───── Raw data

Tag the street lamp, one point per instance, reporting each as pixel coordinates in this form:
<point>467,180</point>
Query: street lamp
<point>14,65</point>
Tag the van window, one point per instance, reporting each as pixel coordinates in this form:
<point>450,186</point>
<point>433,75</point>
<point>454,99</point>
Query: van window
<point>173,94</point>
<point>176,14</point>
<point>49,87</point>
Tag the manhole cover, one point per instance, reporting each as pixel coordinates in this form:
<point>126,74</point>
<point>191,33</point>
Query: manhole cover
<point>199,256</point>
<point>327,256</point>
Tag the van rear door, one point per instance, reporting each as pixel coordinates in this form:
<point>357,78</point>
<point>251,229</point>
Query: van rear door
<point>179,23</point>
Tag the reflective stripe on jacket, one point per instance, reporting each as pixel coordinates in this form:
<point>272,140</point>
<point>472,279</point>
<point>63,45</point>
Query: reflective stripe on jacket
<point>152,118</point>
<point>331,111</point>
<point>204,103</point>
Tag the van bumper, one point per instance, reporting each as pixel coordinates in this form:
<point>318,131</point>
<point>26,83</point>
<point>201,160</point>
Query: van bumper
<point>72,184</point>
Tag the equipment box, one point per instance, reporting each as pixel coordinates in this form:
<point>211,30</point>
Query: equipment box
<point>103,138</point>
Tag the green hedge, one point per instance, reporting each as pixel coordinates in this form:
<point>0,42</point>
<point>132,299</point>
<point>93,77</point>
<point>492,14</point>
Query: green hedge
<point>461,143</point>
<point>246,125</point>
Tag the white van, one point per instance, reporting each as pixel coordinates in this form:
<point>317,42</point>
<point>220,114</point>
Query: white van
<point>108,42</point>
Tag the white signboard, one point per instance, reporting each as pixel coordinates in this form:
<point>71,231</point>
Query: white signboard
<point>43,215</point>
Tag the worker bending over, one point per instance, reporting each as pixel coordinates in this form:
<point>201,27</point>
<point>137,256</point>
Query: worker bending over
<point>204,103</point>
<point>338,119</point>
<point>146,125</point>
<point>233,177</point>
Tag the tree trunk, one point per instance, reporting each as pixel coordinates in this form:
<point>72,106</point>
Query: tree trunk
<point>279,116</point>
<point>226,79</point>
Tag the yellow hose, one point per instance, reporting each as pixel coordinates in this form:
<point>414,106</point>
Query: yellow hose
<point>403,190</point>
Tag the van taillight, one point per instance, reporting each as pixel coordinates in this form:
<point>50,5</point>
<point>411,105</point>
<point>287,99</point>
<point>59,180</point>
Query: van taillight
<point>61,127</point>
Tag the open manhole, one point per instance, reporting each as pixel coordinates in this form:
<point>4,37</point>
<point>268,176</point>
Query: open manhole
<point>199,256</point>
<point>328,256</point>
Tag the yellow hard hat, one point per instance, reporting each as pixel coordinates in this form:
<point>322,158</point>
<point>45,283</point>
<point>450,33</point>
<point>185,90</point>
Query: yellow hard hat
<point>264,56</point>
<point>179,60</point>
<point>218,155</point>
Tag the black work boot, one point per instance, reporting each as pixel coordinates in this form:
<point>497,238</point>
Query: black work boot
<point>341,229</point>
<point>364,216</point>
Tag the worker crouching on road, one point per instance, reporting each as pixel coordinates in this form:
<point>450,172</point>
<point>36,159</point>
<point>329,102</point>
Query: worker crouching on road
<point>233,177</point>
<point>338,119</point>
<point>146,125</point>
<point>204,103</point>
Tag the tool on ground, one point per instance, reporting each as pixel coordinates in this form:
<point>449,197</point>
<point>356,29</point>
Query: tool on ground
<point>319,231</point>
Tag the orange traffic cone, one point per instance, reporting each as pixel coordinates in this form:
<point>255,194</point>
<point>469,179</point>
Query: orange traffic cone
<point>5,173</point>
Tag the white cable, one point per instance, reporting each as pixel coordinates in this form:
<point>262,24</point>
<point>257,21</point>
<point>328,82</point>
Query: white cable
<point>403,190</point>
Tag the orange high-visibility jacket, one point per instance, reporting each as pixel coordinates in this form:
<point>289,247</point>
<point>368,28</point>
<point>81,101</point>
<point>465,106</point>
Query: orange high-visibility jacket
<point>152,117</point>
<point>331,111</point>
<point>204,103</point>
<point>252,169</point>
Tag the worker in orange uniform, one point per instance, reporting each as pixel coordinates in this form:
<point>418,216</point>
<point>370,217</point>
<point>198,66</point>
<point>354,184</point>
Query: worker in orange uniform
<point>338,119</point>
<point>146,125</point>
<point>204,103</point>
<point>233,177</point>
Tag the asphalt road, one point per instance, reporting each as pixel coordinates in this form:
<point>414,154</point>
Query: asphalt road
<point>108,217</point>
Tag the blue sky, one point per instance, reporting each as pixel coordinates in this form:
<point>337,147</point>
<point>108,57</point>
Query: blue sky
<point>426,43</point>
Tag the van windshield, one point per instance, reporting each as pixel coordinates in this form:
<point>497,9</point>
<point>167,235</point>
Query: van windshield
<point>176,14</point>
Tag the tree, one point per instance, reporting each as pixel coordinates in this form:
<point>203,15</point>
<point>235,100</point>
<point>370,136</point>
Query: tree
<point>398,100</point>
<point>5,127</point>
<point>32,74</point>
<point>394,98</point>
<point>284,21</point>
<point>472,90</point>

──────────

### Your task
Repeat back the data above, exact to the last character.

### Response below
Tag the street lamp, one point per instance, reporting each as pixel coordinates in this form:
<point>467,180</point>
Query: street lamp
<point>14,65</point>
Tag the van window, one point per instance, reporting each as pixel coordinates in this form:
<point>450,186</point>
<point>433,75</point>
<point>454,99</point>
Query: van window
<point>173,94</point>
<point>176,14</point>
<point>49,87</point>
Tag the manhole cover, one point per instance, reporting each as pixel coordinates in this form:
<point>126,74</point>
<point>191,33</point>
Query: manhole cover
<point>199,256</point>
<point>327,256</point>
Tag the van rear door, one point per instance, reporting each as pixel coordinates in this form:
<point>357,78</point>
<point>251,229</point>
Query: van rear door
<point>179,23</point>
Tag the reflective stripe on jacket, one point per instance, reporting each as pixel coordinates in this form:
<point>272,140</point>
<point>472,279</point>
<point>63,45</point>
Query: reflective stripe on jacket
<point>152,118</point>
<point>331,111</point>
<point>204,103</point>
Tag the van bumper, one point per instance, reporting each as pixel coordinates in this form:
<point>318,131</point>
<point>26,83</point>
<point>201,160</point>
Query: van bumper
<point>72,184</point>
Tag the equipment box, one point per instance, reporting each as pixel coordinates in this form:
<point>211,30</point>
Query: equipment box
<point>103,138</point>
Tag the green hedge, one point per instance, reporting each as pixel coordinates in this form:
<point>0,42</point>
<point>132,299</point>
<point>93,77</point>
<point>492,14</point>
Query: green hedge
<point>461,143</point>
<point>246,125</point>
Tag the white van, one point per instance, reporting each as pixel coordinates in this form:
<point>317,42</point>
<point>220,114</point>
Query: white van
<point>108,42</point>
Tag the white signboard, one point per instance, reporting each as pixel coordinates in this form:
<point>71,231</point>
Query: white signboard
<point>43,215</point>
Tag the worker bending over, one point per instance, reporting each as pixel coordinates in this form:
<point>201,27</point>
<point>137,256</point>
Query: worker bending over
<point>204,103</point>
<point>338,119</point>
<point>146,125</point>
<point>233,177</point>
Tag the tree trunk, one point per instance, reporting each as pixel coordinates in this form:
<point>72,106</point>
Query: tree trunk
<point>279,116</point>
<point>226,79</point>
Tag the yellow hose, one point per instance, reporting each as pixel coordinates in this form:
<point>414,106</point>
Query: yellow hose
<point>403,190</point>
Tag the van taillight, one point per instance, reporting each as pixel coordinates in this form:
<point>50,5</point>
<point>411,105</point>
<point>287,99</point>
<point>59,180</point>
Query: van taillight
<point>61,127</point>
Tag the open manhole, one point per instance, reporting each as pixel coordinates in this form:
<point>4,37</point>
<point>268,176</point>
Query: open manhole
<point>199,256</point>
<point>328,256</point>
Tag the yellow hard hat, one point per instance, reporting each as pixel coordinates in this form:
<point>322,158</point>
<point>45,283</point>
<point>450,33</point>
<point>185,90</point>
Query: yellow hard hat
<point>264,56</point>
<point>179,60</point>
<point>218,155</point>
Tag the black work boot, one point per instance, reporting each as pixel coordinates in this form:
<point>497,238</point>
Query: black work boot
<point>341,229</point>
<point>364,216</point>
Tag the worker crouching on road, one point per instance, reporting each as pixel coordinates in this form:
<point>450,172</point>
<point>36,159</point>
<point>329,102</point>
Query: worker crouching on road
<point>233,177</point>
<point>338,119</point>
<point>146,125</point>
<point>204,103</point>
Tag the tool on ground, one point per instance, reporting each as pixel coordinates in this form:
<point>449,197</point>
<point>356,29</point>
Query: tool on ground
<point>319,231</point>
Tag the orange traffic cone, one point per instance, reporting each as pixel coordinates in this form:
<point>255,194</point>
<point>469,179</point>
Query: orange traffic cone
<point>5,173</point>
Tag the white cable, one point per instance, reporting each as pixel coordinates in this form:
<point>262,24</point>
<point>257,21</point>
<point>328,82</point>
Query: white cable
<point>403,190</point>
Tag the orange high-visibility jacket, one point per instance, reporting each as pixel coordinates in this form:
<point>289,247</point>
<point>368,28</point>
<point>81,101</point>
<point>465,106</point>
Query: orange high-visibility jacket
<point>152,117</point>
<point>331,111</point>
<point>204,103</point>
<point>252,169</point>
Tag the worker in orange uniform, one point per instance, reporting each as pixel coordinates in this form:
<point>418,216</point>
<point>370,217</point>
<point>198,66</point>
<point>354,184</point>
Query: worker in orange uniform
<point>338,119</point>
<point>146,125</point>
<point>204,103</point>
<point>233,177</point>
Tag the asphalt road, one point per instance, reporting each as pixel coordinates in this form:
<point>414,154</point>
Query: asphalt road
<point>108,217</point>
Tag the blue sky, one point per instance, reporting each as pixel coordinates in this form:
<point>337,147</point>
<point>108,57</point>
Query: blue sky
<point>426,43</point>
Tag the van windshield, one point per instance, reporting each as pixel coordinates in this form:
<point>497,9</point>
<point>167,235</point>
Query: van windshield
<point>176,14</point>
Tag the tree, one point per instance, reporting each as pixel coordinates in this form:
<point>203,15</point>
<point>235,100</point>
<point>370,136</point>
Query: tree
<point>398,100</point>
<point>5,127</point>
<point>32,74</point>
<point>394,98</point>
<point>284,21</point>
<point>472,90</point>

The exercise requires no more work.